(Contour annotation items)
* * *

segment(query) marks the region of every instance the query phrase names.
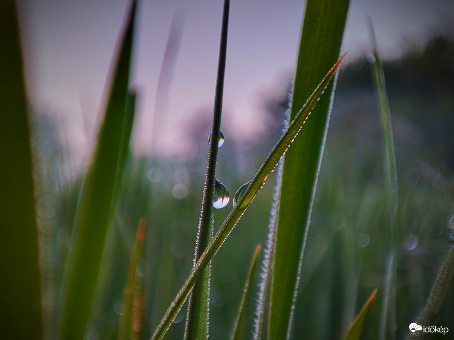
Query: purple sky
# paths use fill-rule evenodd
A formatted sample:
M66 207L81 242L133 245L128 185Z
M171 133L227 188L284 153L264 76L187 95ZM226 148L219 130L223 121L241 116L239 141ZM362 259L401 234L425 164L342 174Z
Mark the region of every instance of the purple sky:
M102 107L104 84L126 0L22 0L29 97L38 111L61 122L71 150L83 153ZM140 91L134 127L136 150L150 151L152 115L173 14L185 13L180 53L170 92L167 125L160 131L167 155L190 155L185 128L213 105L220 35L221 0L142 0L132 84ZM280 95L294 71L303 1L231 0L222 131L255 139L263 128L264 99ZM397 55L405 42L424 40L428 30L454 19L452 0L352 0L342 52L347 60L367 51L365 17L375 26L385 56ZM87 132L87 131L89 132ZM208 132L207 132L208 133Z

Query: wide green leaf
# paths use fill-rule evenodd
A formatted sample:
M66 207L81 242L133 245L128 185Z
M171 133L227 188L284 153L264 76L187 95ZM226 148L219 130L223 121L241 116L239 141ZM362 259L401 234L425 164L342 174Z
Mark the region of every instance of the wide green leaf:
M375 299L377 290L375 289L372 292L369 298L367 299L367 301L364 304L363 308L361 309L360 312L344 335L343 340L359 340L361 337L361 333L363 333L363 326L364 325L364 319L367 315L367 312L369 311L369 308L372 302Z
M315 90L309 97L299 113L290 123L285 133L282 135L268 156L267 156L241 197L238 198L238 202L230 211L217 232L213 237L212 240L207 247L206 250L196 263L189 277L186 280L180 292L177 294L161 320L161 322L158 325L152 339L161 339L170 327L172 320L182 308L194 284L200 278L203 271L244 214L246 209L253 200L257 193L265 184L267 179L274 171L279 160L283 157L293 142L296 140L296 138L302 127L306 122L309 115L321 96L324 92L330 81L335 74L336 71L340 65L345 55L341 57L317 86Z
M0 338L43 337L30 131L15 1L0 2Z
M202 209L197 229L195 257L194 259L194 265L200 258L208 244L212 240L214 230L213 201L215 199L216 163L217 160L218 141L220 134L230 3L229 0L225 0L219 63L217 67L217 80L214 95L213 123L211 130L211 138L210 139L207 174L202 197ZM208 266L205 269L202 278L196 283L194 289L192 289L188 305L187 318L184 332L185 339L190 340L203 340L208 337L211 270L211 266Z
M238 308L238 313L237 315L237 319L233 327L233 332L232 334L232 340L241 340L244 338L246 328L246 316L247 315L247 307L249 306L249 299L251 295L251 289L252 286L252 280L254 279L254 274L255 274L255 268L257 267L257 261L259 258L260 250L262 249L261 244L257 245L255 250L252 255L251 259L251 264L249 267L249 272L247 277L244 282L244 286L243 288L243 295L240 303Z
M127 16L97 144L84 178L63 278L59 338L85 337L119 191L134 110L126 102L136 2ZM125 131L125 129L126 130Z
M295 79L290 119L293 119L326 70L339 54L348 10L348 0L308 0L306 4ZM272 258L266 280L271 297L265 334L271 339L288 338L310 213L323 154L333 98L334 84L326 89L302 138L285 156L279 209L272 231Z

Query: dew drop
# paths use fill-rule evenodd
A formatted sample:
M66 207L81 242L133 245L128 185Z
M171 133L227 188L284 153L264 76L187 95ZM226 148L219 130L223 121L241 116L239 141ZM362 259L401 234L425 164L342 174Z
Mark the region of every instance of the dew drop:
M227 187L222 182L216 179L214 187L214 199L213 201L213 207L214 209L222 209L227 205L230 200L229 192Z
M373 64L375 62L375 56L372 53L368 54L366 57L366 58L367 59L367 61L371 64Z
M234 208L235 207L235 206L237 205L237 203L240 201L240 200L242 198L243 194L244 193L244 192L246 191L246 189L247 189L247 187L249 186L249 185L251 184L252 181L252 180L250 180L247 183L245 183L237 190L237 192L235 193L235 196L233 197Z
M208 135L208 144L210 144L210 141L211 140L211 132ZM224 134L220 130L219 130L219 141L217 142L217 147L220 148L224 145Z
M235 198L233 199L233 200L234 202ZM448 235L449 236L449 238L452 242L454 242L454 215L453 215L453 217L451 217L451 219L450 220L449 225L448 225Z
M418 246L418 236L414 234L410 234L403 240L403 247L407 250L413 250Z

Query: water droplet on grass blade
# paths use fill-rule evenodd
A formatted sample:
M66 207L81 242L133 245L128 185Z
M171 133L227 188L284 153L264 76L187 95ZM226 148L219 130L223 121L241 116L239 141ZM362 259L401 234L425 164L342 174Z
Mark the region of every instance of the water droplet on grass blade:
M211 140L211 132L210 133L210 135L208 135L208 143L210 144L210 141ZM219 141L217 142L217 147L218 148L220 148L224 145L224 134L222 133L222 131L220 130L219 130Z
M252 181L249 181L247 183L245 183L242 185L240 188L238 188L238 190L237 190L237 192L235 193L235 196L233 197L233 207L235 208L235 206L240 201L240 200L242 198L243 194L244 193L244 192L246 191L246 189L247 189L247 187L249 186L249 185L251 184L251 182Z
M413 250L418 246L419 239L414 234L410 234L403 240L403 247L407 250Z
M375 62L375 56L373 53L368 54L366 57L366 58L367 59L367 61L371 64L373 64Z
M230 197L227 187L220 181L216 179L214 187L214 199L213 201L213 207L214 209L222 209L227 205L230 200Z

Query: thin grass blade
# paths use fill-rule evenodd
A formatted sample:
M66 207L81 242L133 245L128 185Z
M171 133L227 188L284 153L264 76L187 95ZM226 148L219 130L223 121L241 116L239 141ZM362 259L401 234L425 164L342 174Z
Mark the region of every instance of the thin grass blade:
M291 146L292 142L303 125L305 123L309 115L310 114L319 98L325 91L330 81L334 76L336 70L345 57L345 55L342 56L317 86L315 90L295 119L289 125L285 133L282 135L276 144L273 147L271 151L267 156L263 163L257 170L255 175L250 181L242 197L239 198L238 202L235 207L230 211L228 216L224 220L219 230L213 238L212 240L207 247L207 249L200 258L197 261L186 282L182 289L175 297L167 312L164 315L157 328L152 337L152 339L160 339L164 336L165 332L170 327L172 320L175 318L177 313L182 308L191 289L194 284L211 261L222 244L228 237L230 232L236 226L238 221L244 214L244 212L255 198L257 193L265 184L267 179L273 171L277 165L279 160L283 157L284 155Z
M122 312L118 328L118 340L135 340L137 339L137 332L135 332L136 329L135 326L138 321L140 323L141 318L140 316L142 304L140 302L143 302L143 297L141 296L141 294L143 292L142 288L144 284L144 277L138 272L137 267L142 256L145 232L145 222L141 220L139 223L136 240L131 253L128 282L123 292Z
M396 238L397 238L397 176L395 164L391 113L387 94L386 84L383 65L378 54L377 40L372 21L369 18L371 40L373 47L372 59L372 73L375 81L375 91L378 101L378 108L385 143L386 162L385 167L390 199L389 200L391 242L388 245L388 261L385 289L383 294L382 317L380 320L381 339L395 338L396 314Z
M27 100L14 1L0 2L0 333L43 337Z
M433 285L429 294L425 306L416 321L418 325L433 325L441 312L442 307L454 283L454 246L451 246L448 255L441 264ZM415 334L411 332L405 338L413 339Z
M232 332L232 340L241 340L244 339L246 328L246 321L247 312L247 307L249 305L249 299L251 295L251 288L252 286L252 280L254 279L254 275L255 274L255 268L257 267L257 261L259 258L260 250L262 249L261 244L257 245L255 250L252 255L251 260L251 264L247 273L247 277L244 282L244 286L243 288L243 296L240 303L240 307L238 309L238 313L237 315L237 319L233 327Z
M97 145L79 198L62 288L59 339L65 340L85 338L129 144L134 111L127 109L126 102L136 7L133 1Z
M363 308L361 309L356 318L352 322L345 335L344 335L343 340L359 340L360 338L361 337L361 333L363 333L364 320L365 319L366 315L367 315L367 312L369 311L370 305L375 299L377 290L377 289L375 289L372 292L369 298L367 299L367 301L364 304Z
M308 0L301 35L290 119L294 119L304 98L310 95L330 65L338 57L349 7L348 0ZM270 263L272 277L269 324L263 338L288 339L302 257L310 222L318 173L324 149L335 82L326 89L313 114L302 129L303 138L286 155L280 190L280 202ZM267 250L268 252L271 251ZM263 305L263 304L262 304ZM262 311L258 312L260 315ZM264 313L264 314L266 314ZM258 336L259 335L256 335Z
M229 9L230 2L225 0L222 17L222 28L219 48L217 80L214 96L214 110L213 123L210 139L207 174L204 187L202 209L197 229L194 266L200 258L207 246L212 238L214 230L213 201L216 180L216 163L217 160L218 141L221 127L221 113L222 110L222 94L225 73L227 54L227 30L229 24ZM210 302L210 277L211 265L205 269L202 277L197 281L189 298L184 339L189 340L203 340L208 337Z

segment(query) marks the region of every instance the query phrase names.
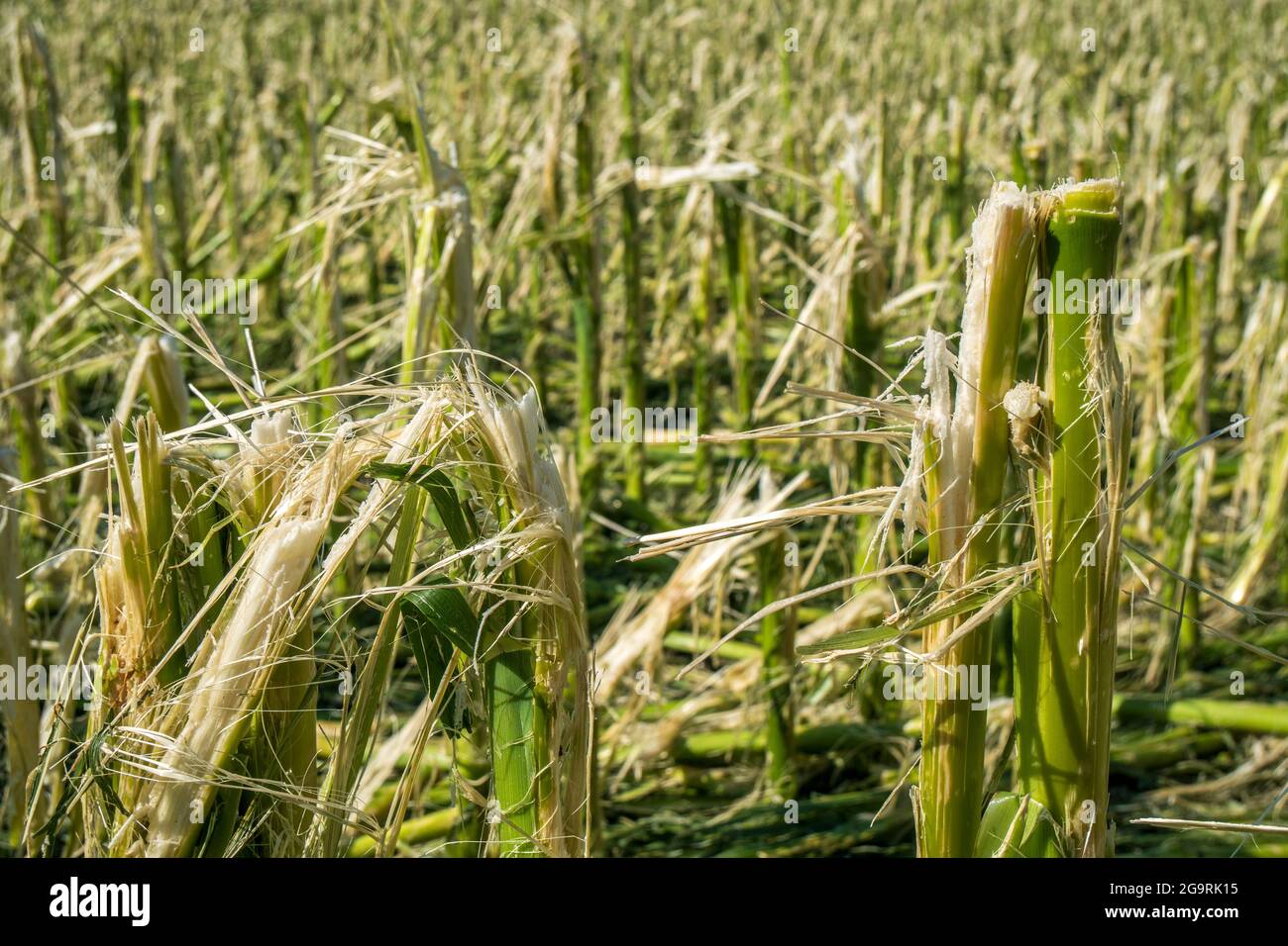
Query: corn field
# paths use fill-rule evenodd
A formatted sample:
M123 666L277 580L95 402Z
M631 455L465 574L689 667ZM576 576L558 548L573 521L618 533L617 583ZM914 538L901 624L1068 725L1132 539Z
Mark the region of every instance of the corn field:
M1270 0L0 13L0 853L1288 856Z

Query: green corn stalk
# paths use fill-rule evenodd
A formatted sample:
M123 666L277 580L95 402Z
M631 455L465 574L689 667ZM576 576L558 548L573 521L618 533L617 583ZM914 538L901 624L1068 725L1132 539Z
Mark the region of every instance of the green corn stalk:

* * *

### To do
Turn everything from the start of the items down to and including the line containing "Mark the region of every instance of the purple" into a numbered list, skipping blank lines. Leave the pictures out.

### Completed task
1. segment(query) marks the region of every instance the query phrase names.
2. Query: purple sky
3. # paths use fill-rule evenodd
4. A formatted sample:
5. M66 207L81 242L133 245L128 185Z
6. M171 133L227 188L284 153L264 76L187 95ZM226 148L219 130L223 121L241 116L239 141ZM362 259L401 234L425 164L342 174Z
7. Mark the region of every instance of the purple sky:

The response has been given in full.